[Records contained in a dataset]
******************************

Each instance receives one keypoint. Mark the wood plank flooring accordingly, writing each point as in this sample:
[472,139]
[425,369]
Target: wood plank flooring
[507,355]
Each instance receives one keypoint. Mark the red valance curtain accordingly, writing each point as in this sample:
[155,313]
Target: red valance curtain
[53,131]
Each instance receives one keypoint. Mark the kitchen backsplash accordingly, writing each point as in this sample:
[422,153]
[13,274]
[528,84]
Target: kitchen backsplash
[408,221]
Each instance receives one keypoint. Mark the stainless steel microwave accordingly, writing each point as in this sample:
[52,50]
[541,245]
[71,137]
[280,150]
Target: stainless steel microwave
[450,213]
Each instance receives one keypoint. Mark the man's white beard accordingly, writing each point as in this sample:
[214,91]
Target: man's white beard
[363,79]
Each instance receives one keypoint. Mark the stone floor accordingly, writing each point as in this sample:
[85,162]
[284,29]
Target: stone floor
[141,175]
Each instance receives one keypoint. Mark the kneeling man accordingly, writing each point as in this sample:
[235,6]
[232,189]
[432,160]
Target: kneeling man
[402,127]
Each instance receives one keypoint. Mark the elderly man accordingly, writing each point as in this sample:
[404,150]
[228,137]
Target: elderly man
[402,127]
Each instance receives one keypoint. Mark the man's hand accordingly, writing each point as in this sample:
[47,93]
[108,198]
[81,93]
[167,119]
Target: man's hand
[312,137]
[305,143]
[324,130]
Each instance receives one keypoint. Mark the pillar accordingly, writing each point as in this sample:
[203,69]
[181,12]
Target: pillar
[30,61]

******************************

§ Request
Recast the lines above as a Markdown table with two columns, No. and Line. Give each line its own numbered row and skip any blank lines.

§ Exercise result
| No. | Line |
|---|---|
| 1 | Each instance receives one keypoint. Mark the wood plank flooring accordingly, writing each point as in this sample: |
| 2 | [472,139] |
| 3 | [425,369] |
| 4 | Target: wood plank flooring |
| 5 | [507,355] |
| 6 | Each instance receives one keypoint. Mark the red valance curtain accordingly, writing each point as in this sample: |
| 7 | [155,313] |
| 8 | Target: red valance curtain |
| 9 | [53,131] |
| 10 | Each instance receives one keypoint. Mark the kitchen backsplash accordingly, writing each point as in this sample: |
| 11 | [422,153] |
| 12 | [13,274] |
| 13 | [528,84] |
| 14 | Target: kitchen backsplash |
| 15 | [408,221] |
| 16 | Each instance receives one keypoint. Mark the stainless steel microwave accordingly, writing each point as in this sample: |
| 17 | [52,50] |
| 18 | [541,245] |
| 19 | [71,137] |
| 20 | [280,150] |
| 21 | Target: stainless steel microwave |
| 22 | [450,213] |
| 23 | Each instance receives one keypoint. Mark the man's white beard accordingly, writing each point as in this sample: |
| 24 | [214,91] |
| 25 | Target: man's white beard |
| 26 | [363,79] |
| 27 | Each instance receives one keypoint. Mark the stone floor accordingly, writing each point as in this sample: |
| 28 | [85,162] |
| 29 | [284,29] |
| 30 | Target: stone floor |
| 31 | [141,175] |
| 32 | Each instance receives one keypoint. Mark the kneeling man accordingly, writing each point as in this sample: |
| 33 | [235,6] |
| 34 | [232,189] |
| 35 | [432,160] |
| 36 | Target: kneeling man |
| 37 | [402,127] |
| 38 | Each instance receives one keypoint. Mark the elderly man accordingly, writing each point as in this sample: |
| 39 | [404,150] |
| 40 | [228,137] |
| 41 | Target: elderly man |
| 42 | [402,127] |
| 43 | Each instance receives one keypoint. Mark the man's hand accordingly, writing each point as in this sample: |
| 44 | [47,93] |
| 45 | [108,198] |
| 46 | [81,93] |
| 47 | [167,119] |
| 48 | Target: man's hand |
| 49 | [312,137] |
| 50 | [305,143] |
| 51 | [324,130] |
| 52 | Each instance receives one keypoint. Mark the pillar accordingly, writing each point as in this sample: |
| 53 | [203,69] |
| 54 | [181,12] |
| 55 | Target: pillar |
| 56 | [30,61] |